-- Start --

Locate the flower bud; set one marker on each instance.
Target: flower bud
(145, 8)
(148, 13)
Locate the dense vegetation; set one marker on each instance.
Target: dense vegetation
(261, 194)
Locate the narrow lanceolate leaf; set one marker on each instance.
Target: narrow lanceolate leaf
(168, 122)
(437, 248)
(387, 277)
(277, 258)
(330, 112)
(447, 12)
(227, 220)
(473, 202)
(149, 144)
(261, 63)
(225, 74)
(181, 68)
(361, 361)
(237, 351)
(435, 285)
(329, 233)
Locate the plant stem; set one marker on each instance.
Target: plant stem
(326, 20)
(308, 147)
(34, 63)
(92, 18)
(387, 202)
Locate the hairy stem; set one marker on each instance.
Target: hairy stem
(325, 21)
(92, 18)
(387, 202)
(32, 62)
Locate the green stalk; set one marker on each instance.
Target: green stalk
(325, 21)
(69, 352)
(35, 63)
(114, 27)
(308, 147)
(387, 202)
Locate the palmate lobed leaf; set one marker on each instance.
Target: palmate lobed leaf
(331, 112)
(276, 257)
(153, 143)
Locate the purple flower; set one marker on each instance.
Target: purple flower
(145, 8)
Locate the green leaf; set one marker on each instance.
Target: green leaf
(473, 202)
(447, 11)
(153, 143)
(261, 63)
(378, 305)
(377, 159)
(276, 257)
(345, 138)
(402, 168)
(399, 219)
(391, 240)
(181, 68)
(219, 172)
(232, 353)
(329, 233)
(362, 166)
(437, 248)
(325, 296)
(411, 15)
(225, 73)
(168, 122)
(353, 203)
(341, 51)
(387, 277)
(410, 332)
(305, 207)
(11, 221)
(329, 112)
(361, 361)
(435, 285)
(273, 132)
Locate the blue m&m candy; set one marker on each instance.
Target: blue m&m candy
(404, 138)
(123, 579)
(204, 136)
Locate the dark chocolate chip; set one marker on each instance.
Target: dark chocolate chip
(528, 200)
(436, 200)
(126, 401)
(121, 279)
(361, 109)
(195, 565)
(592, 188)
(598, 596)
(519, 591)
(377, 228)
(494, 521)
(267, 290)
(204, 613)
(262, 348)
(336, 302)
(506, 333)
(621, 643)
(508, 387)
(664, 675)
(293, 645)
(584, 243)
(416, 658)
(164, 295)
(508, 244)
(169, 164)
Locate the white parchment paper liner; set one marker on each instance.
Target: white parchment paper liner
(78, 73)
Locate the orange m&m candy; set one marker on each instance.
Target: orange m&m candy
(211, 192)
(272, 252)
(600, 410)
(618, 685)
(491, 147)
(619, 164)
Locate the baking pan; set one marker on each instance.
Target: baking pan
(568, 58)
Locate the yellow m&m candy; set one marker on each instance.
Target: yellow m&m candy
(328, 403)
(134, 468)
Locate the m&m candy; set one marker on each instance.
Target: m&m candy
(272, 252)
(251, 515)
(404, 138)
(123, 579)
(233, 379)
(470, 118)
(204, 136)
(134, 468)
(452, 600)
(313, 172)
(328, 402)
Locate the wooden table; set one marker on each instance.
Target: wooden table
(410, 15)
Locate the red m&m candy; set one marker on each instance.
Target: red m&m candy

-- End --

_Problem requirements_: Please copy every line above without changing anything.

_Task output_:
Locate the flower bud; set one marker on each instance.
Target: flower bud
(145, 8)
(148, 13)
Locate the dense vegetation; set one marker on each instance.
Target: dense vegetation
(261, 194)
Locate the narrow lanceolate leaf; set one marker on each instance.
Target: narrow lanceolate leaf
(168, 122)
(437, 248)
(387, 277)
(277, 258)
(330, 112)
(447, 12)
(227, 220)
(473, 202)
(149, 144)
(261, 63)
(225, 74)
(181, 68)
(361, 361)
(237, 351)
(435, 285)
(329, 233)
Locate the plant stem; set one marker on each instance.
Target: plant stem
(326, 20)
(308, 147)
(34, 63)
(92, 18)
(387, 202)
Locate the hairy stem; set one marker on each instance.
Target: hairy stem
(325, 21)
(92, 18)
(387, 202)
(32, 62)
Locate the green stalk; set one marker on each instance.
Target: green stalk
(325, 21)
(69, 352)
(35, 63)
(114, 27)
(308, 147)
(387, 202)
Locate the palmate lobed leaf; set one marker on each instance.
Target: palmate lobed leaf
(331, 112)
(276, 257)
(153, 143)
Locate the purple flower; set one marker on each instance.
Target: purple flower
(145, 8)
Locate the green leaf; set one marker on each instance.
Target: green leaf
(473, 202)
(447, 11)
(153, 143)
(261, 63)
(378, 305)
(377, 159)
(276, 257)
(345, 138)
(402, 168)
(399, 219)
(391, 240)
(181, 68)
(219, 172)
(232, 353)
(329, 233)
(362, 166)
(437, 248)
(325, 296)
(411, 15)
(225, 73)
(168, 122)
(353, 203)
(341, 51)
(387, 277)
(410, 332)
(305, 207)
(11, 221)
(329, 112)
(361, 361)
(435, 285)
(273, 132)
Locate the blue m&m candy; set one marker on each instance.
Target: blue m&m candy
(404, 138)
(123, 579)
(204, 136)
Locate the dark chocolate chip; set one marker on each instance.
Target: dark chocolate chip
(528, 200)
(436, 200)
(126, 401)
(121, 279)
(361, 109)
(195, 565)
(592, 188)
(598, 596)
(519, 591)
(377, 228)
(494, 521)
(267, 290)
(204, 613)
(262, 348)
(336, 302)
(506, 333)
(621, 643)
(508, 387)
(664, 675)
(293, 645)
(584, 243)
(416, 658)
(164, 295)
(508, 244)
(169, 164)
Locate the white parchment paper liner; set one marker on each instance.
Target: white parchment paper liner
(78, 73)
Locate the orange m&m candy; set one marker on each instance.
Target: orange m&m candy
(211, 192)
(272, 252)
(600, 410)
(618, 685)
(491, 147)
(619, 164)
Locate the baking pan; set one marker on each instance.
Target: baking pan
(568, 58)
Locate the yellow m&m candy; set one marker on each instance.
Target: yellow m&m candy
(328, 403)
(134, 468)
Locate the m&m candy; set one marker on each instance.
Target: m&m candy
(272, 252)
(251, 515)
(404, 138)
(123, 579)
(233, 379)
(470, 118)
(204, 136)
(134, 468)
(452, 600)
(313, 172)
(328, 402)
Locate the wooden table; set one marker on each instance.
Target: wooden table
(410, 15)
Locate the red m&m candy; set one marker on each instance.
Target: red m&m candy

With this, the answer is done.